• Problem description: Count the lines in the rows below that contain the string "smoke", and reply with the number alone.

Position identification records

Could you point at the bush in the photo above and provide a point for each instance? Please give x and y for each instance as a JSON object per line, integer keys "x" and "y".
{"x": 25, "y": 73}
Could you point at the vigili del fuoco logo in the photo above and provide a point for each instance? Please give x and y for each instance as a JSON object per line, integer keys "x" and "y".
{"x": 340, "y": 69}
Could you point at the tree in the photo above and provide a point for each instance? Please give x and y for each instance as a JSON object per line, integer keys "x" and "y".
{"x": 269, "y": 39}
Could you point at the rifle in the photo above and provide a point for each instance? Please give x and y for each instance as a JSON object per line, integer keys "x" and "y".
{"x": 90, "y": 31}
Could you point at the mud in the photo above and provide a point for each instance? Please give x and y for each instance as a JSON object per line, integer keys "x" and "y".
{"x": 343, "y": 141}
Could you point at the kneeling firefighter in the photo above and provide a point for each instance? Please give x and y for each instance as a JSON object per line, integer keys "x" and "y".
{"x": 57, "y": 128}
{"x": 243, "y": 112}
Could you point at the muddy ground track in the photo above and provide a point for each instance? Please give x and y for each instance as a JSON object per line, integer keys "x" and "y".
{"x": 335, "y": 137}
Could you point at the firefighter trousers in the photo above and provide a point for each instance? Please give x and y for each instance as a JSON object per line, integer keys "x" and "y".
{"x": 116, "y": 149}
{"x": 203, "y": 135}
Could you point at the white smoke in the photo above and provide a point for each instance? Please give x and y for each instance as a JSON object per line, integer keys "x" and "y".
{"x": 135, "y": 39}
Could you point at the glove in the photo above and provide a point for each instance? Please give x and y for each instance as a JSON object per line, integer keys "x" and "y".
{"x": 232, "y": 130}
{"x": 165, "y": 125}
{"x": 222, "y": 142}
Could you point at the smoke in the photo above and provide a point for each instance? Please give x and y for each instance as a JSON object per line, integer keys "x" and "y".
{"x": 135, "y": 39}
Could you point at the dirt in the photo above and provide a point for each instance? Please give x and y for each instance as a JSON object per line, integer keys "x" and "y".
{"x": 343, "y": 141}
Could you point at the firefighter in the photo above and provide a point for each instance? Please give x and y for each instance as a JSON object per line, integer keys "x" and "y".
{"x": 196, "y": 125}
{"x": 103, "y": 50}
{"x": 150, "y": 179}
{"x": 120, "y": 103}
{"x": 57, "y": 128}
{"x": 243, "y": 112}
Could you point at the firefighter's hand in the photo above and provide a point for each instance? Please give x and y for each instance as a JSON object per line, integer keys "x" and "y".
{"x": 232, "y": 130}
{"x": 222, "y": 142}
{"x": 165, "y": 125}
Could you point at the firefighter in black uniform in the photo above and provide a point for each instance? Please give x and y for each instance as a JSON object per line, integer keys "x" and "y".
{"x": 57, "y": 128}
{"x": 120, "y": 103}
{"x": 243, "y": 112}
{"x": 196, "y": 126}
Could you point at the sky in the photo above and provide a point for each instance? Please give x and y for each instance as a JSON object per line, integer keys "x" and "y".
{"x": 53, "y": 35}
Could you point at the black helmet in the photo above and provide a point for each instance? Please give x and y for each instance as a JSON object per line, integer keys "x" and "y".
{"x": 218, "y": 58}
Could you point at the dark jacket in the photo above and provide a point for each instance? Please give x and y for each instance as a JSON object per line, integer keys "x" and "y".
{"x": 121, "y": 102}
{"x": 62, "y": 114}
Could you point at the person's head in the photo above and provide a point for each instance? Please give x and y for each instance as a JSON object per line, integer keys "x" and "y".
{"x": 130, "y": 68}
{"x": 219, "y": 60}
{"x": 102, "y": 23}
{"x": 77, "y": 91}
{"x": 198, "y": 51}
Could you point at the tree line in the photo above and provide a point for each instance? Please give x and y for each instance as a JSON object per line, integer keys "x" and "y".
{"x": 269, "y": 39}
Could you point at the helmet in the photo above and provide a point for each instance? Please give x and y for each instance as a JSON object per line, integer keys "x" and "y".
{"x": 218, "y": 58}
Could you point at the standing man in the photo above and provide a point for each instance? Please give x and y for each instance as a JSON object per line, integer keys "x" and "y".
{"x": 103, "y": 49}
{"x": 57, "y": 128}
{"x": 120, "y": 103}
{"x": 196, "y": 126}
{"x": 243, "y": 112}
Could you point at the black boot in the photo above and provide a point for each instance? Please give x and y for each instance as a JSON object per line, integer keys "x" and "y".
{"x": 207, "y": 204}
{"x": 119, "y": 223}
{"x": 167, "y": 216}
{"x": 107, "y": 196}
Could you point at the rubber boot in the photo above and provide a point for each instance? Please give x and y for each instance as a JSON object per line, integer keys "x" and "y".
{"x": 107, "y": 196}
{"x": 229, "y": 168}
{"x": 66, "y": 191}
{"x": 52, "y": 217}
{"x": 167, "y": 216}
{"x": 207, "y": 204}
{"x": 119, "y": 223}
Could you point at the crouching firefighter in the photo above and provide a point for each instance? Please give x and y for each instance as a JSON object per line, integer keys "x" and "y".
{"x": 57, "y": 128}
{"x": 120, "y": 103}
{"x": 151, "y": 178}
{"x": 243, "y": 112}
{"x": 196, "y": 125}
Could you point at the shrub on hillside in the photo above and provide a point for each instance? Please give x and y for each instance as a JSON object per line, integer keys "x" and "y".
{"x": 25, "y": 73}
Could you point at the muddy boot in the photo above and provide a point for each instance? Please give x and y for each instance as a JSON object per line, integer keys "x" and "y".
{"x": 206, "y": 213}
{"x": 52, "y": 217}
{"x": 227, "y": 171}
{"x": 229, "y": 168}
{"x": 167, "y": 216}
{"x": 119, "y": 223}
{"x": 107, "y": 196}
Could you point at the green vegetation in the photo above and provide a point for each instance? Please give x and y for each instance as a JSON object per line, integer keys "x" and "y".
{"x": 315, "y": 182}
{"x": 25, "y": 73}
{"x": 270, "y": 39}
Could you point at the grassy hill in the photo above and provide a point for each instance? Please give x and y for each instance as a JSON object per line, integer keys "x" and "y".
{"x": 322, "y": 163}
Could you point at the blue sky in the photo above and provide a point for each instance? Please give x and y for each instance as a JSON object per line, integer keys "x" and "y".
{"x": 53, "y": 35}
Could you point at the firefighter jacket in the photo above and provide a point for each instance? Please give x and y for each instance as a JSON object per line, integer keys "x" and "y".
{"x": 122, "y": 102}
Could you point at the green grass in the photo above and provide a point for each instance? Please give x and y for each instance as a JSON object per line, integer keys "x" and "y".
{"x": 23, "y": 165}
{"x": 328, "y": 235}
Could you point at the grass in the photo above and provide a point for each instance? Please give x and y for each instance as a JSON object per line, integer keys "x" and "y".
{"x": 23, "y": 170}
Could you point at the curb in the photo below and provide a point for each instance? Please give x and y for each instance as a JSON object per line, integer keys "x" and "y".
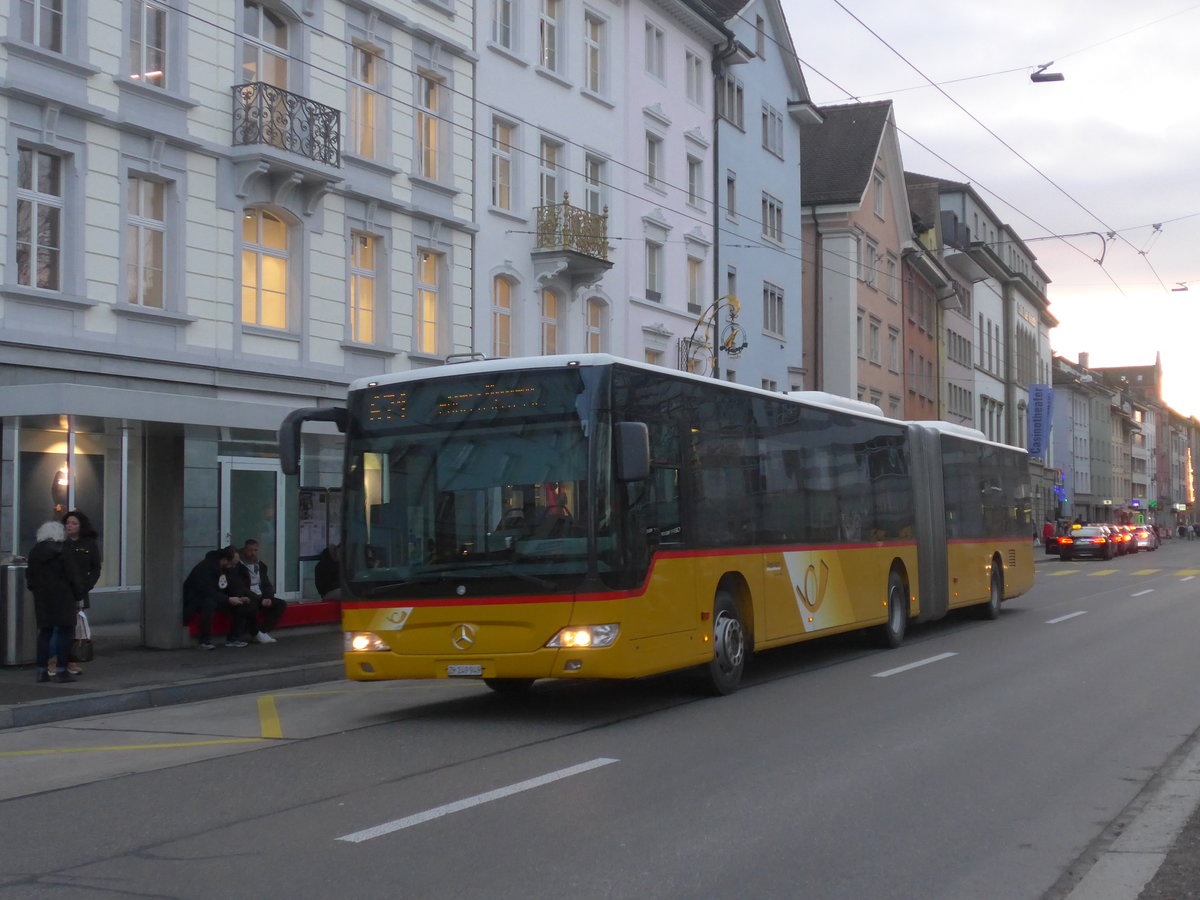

• Response to this task: 2